## WORK TO BE COMPLETED
Transcribe each of the following items verbatim, reproducing every line without any alteration.

## INPUT DATA
+ + +

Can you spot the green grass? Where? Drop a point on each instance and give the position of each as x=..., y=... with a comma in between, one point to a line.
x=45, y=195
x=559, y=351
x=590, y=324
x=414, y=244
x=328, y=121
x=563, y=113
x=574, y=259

+ + +

## THE SOLUTION
Can you spot the green grass? Where? Drop a point on each instance and give the position of each as x=..., y=... with a comma in between, one point to a line.
x=45, y=195
x=559, y=351
x=590, y=324
x=414, y=244
x=328, y=121
x=563, y=113
x=574, y=259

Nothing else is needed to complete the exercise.